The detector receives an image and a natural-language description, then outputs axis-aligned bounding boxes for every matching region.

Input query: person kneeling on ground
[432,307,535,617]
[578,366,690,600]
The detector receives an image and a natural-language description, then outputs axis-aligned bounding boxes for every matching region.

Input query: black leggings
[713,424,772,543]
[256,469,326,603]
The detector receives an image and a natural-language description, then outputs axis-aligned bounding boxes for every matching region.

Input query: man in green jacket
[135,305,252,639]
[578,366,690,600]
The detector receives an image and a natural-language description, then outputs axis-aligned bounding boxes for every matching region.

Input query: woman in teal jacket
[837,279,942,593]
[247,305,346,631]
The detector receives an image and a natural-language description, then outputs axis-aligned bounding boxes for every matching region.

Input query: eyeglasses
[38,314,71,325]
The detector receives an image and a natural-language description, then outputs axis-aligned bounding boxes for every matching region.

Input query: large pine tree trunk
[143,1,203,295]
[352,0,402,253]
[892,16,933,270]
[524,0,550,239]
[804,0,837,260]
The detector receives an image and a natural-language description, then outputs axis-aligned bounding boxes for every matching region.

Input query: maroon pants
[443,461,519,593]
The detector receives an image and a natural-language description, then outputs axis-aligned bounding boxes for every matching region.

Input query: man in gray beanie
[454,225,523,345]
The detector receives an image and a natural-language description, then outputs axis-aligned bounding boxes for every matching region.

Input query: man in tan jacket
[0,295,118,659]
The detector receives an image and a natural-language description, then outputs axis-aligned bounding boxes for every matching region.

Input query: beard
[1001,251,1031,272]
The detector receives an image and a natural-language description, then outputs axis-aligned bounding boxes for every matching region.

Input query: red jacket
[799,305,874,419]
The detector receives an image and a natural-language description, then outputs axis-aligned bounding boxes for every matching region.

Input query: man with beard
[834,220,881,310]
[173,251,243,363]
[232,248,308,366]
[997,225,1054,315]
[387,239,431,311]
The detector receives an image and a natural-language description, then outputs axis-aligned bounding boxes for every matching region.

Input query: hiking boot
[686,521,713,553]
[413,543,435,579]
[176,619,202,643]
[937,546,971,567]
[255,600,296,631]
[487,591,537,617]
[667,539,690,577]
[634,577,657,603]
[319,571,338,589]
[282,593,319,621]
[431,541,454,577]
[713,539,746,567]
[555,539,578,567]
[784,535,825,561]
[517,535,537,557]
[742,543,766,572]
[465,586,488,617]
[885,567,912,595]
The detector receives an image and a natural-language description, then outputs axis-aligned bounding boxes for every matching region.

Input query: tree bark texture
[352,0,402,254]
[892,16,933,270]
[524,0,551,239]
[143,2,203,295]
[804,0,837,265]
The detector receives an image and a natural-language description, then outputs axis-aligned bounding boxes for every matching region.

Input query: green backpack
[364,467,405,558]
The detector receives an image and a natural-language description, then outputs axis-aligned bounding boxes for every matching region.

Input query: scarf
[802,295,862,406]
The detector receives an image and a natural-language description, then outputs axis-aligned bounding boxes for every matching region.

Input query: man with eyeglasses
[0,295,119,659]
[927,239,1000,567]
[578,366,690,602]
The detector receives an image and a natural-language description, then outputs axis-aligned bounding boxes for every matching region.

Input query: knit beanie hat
____
■ Requirements ■
Reproduce the data word for word, starting at its first line and ending at the line containing "[0,295,118,659]", with both of those lines included.

■ Result for this task ■
The detector receives an image and a natural-language description, then outputs axis-aligned bounding boxes for every matching region.

Input query: person kneeling on ground
[432,307,535,617]
[578,366,690,600]
The detector receives an image and a natural-language description, then outputs axis-aligned bounding boxes for every matching region.

Input query: black leggings
[713,424,772,543]
[256,469,326,603]
The detector receives an image and a natural-language description, then outputs axis-aligned bounding boxes for every matching region.

Input query: man in green jacket
[135,305,252,639]
[578,366,690,600]
The detector receives an image and a natural-language description, then outputs axis-aligned bounding boxes for every matching region.

Input query: woman in teal jacket
[837,279,942,593]
[247,305,346,631]
The detector receives an image and a natural-language description, then outputs axis-aligned bounding boxes for every matching region.

Input query: eyeglasses
[38,314,71,325]
The detector receives an image and a natural-language description, then outputs axis-aligned bounding boxes for every matching region.

Input query: large pine tree trunk
[143,1,203,295]
[352,0,402,253]
[892,16,933,270]
[524,0,550,239]
[804,0,837,260]
The detector receives an image and a natural-language description, then outputs axis-aligned bounding boxes for every matching region.

Input query: maroon pants
[443,461,519,593]
The detector receives an image and a natural-language description, then outputs axis-aligned bounding boxes for every matching region.

Input query: man in gray beanie
[454,225,523,345]
The detector receives an image and a natural-language description, then outputs axis-aligned bounding boxes for every matching region.

Input query: man in tan jacket
[0,295,118,659]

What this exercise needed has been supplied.